** Opening RECORDS PROVIDED block **

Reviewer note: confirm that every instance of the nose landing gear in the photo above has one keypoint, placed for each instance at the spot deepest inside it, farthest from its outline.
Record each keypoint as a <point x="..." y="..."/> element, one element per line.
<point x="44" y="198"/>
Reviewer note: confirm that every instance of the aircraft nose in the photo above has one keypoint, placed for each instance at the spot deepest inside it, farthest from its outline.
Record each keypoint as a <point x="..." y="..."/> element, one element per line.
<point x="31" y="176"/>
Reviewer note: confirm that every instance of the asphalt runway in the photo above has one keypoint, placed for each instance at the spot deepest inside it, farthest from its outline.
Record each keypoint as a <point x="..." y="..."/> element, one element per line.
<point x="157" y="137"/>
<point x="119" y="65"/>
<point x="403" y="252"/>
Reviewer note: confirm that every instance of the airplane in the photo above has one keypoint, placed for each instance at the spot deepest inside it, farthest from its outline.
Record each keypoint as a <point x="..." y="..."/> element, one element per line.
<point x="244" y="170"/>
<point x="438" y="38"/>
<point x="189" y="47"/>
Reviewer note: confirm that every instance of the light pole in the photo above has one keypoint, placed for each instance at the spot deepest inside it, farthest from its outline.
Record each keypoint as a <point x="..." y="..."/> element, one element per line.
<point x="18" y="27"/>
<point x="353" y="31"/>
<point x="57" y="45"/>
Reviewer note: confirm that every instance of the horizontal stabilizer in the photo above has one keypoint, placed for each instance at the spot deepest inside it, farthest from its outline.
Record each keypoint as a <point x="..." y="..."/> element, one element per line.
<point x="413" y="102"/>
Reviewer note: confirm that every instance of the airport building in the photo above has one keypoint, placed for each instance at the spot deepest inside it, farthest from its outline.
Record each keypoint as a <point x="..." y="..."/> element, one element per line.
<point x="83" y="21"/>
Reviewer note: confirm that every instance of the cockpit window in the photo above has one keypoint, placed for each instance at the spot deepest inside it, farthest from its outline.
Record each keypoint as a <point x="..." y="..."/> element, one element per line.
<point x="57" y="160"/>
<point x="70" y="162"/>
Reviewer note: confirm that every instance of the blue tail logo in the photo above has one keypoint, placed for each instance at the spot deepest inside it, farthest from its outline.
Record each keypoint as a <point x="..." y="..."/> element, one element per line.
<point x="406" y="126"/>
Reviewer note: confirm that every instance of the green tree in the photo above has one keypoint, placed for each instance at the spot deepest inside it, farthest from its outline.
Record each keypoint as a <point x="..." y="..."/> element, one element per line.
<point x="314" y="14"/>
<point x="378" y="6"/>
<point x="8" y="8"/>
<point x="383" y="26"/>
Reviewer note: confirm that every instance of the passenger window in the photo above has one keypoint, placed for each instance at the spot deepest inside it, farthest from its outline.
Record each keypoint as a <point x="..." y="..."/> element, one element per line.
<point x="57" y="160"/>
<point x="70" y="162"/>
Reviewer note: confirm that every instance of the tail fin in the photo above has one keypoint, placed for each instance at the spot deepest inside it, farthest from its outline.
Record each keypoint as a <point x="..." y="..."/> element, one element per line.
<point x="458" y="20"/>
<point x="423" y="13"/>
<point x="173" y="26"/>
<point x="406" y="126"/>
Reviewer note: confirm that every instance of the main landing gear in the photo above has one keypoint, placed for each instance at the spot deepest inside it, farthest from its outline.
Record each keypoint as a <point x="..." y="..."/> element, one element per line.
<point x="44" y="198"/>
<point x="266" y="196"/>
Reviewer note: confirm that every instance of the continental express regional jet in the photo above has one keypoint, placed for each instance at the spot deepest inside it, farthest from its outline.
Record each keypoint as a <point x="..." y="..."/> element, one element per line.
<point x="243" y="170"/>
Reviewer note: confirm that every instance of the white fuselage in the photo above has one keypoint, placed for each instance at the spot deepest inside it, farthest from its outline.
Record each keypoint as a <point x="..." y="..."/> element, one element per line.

** Closing RECORDS PROVIDED block **

> _TASK DETAILS_:
Extract exactly the lines between the line containing "Reviewer note: confirm that every instance of the white" and the end of the data, including both.

> _RESULT_:
Reviewer note: confirm that every instance of the white fuselage in the photo above has one keypoint, placed for each instance at the spot deepest inside it, farthest from its outline.
Record each keypoint as a <point x="..." y="..."/> element, one element per line.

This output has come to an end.